___ Materials provided
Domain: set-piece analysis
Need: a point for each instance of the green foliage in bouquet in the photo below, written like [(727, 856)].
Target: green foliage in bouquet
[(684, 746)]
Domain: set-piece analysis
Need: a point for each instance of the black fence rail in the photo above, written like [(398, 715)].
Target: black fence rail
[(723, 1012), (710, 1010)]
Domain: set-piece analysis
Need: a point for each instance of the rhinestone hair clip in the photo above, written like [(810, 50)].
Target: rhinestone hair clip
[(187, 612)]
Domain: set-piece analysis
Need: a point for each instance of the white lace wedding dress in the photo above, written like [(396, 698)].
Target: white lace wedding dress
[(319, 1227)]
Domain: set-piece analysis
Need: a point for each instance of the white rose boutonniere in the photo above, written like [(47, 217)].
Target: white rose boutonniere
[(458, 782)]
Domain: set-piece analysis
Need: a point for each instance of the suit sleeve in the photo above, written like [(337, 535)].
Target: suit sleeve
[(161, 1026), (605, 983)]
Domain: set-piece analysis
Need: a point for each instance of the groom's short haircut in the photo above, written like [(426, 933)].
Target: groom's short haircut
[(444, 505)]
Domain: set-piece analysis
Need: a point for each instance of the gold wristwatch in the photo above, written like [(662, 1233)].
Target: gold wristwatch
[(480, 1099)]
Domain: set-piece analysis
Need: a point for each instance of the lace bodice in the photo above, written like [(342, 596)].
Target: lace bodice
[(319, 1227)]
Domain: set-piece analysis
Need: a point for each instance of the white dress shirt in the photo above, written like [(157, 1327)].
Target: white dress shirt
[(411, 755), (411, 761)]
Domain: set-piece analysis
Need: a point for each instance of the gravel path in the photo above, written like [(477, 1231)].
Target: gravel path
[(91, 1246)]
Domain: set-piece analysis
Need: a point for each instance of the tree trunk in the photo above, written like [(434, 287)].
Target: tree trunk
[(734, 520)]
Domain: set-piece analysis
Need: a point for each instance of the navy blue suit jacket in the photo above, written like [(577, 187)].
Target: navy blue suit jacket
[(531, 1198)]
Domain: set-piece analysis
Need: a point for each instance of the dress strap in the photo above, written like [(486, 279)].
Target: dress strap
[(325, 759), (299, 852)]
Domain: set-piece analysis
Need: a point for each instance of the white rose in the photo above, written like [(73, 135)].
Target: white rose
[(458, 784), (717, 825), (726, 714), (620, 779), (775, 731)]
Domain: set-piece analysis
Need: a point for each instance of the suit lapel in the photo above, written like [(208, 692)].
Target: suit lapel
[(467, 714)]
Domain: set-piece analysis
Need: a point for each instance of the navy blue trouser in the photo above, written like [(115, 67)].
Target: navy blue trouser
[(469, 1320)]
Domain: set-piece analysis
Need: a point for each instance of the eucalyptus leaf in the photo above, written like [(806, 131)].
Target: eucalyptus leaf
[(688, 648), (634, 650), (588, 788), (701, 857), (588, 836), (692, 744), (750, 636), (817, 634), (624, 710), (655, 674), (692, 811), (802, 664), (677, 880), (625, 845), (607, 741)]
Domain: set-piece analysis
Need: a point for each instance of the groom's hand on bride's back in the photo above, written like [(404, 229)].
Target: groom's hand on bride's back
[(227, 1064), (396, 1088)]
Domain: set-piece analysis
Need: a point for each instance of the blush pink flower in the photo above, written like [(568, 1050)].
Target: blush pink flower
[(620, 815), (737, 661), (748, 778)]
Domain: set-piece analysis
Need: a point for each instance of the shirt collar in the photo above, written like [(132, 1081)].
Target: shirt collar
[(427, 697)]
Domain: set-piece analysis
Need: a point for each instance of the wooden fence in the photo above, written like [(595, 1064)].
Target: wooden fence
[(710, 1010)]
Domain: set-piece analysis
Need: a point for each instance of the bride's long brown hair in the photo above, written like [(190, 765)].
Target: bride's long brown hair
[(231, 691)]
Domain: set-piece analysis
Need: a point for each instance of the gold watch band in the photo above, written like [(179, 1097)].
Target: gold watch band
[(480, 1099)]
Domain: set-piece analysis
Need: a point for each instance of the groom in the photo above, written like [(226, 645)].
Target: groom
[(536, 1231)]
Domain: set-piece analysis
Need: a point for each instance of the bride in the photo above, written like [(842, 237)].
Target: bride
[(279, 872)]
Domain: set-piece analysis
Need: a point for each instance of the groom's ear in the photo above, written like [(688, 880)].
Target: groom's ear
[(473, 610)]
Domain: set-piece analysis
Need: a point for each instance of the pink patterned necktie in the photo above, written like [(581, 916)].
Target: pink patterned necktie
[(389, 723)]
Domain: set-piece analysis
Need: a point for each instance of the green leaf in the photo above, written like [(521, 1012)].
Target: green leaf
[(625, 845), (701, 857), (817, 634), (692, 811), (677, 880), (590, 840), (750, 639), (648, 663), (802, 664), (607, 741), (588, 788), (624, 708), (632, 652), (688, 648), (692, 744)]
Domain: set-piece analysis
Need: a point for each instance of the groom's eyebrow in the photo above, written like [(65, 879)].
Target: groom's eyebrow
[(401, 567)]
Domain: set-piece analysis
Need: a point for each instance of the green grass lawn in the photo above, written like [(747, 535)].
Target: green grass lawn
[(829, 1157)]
______
■ **Work to be completed**: Repeat the listing in full so that each line matches exactly.

■ **Task response**:
Domain: set-piece analysis
Need: a point for each instance of the green foliage in bouquet in the photo below, written like [(727, 856)].
Target: green foliage in bouquet
[(684, 746)]
Domain: set-piece analysis
Need: a point for each instance of the black fence rail in the photo above, written like [(398, 715)].
Target: black fence rail
[(723, 1012), (710, 1010)]
Domain: set-piece analysis
Need: a point for each instance of the rhinestone hair clip in the photo above, written like [(810, 50)].
Target: rhinestone hair clip
[(187, 612)]
Domain: set-piece analysis
Need: a point for each instance of the white lace wedding dress in the photo above, written like [(396, 698)].
Target: white lace wedding dress
[(319, 1227)]
Domain: set-piece analysis
Need: a point for each instance of the white rose boutonniere in the photo above, written like [(47, 217)].
Target: white rose boutonniere
[(458, 782)]
Domain: set-piece analysis
Need: a point for each instance of the suit sleeve in the photo above, written like [(337, 535)].
Target: suit sleeve
[(161, 1026), (605, 983)]
Domain: set-piece analysis
Need: a point for each instance of the groom's short haircut in the photo above, written like [(426, 933)].
Target: groom's short haircut
[(444, 505)]
Domain: set-piece analysis
Need: a point for each instance of the gold wristwatch in the photo above, written like [(662, 1233)].
Target: gold wristwatch
[(480, 1099)]
Domain: set-piece analysis
Need: a point for each instance of the lace bodice in the photo above, written like [(342, 596)].
Target: lace bodice
[(319, 1227)]
Domain: set-piece analysis
Need: a point for each instance of the white dress shirt in the photo above, written like [(157, 1327)].
Target: white dress shirt
[(411, 755), (411, 761)]
Domain: set-piece analysis
Need: a point for each instance of the gravel path in the photo above, written like [(477, 1231)].
Target: gravel path
[(91, 1246)]
Domain: set-piece analysis
Need: a point for each instance of the tree trunk in the photo above, written like [(434, 287)].
Target: tree trunk
[(734, 520)]
Domain: set-piece analysis
Need: a point for each instance of the navy blue suit jacket in the photo above, written like [(577, 187)].
Target: navy blue suit jacket
[(531, 1198)]
Domain: set-piece analysis
Need: a point for each instance of the dress strap in the photo above, written like [(486, 279)].
Target: dress strap
[(325, 759), (299, 852)]
Domain: set-piece analysis
Need: a point for each instance of the white rose in the photo above, written like [(73, 135)].
Target: white rose
[(458, 784), (717, 825), (726, 714), (620, 779), (775, 731)]
Domain: set-piece analysis
Need: a point for each instance of the suit lapel in the photo above, written like [(208, 692)].
Target: suit lapel
[(467, 714)]
Domain: set-piece analysis
Need: a point for each instance of the navy blue trouser in the photo above, written like [(115, 67)].
Target: navy blue trouser
[(469, 1320)]
Domain: set-piece analysis
Need: a point for each instance of the eucalyptus leaf in the photo above, written like [(806, 131)].
Target: eucalyptus leaf
[(688, 648), (634, 650), (588, 788), (701, 857), (588, 836), (692, 744), (750, 636), (817, 634), (624, 710), (655, 674), (692, 811), (802, 664), (677, 880), (625, 845), (607, 741)]
Domain: set-piece analysis
Need: a point for each instance of the groom's hand on bride's back in the photo above, written like [(404, 229)].
Target: groom's hand on bride's back
[(227, 1064), (396, 1088)]
Domain: set-piece analysis
Need: a point for each instance of the blush pink flower in the photo above, written like [(568, 1050)].
Target: blush pink flower
[(620, 815), (737, 661), (748, 778)]
Domain: set-piece analysis
Need: a point for each instance of the shirt collar in the photo above, written like [(132, 1081)].
Target: shirt collar
[(427, 697)]
Domain: set-piece analysis
Need: a point for each instance of the wooden fence in the photo above, written like [(595, 1064)].
Target: wooden fence
[(710, 1010)]
Domain: set-piece analysis
Need: a point for each instance of the bride's long brown hair in the photo above, written like [(190, 765)].
Target: bride's long brown hair
[(231, 691)]
Domain: set-piece analysis
Need: a point for each instance of the gold watch band in the photo above, written like [(179, 1097)].
Target: gold watch band
[(480, 1099)]
Domain: set-piece analysis
Need: a point for each instance of the groom in the photo above, written like [(226, 645)].
Target: groom
[(536, 1231)]
Domain: set-piece analysis
Need: a point for each instance of the bride in the photo above, written like [(842, 237)].
Target: bride
[(279, 872)]
Domain: set-piece analysis
Need: a point for each instance of the groom's ear in the photo above, written like [(688, 880)].
Target: groom's ear
[(473, 610)]
Domain: set-piece analysis
Need: a point for each instance of the pink patterned necktie in the photo above, written like [(581, 916)].
Target: pink patterned necktie
[(389, 723)]
Domain: set-piece analysis
Need: a point for each instance of the green leaf in the photo above, written like [(521, 1012)].
Target: green leaf
[(625, 845), (701, 857), (817, 634), (692, 811), (677, 880), (590, 840), (750, 639), (648, 663), (802, 664), (607, 741), (588, 788), (624, 708), (632, 652), (688, 648), (692, 744)]
Domain: set-piece analysis
Need: a point for each instance of the groom's eyebrow in the photo above, written like [(65, 879)].
Target: groom's eyebrow
[(401, 567)]
Domain: set-piece analysis
Need: a point for each instance of the green grass lawn in the photo above, written like [(747, 535)].
Target: green grass lawn
[(829, 1157)]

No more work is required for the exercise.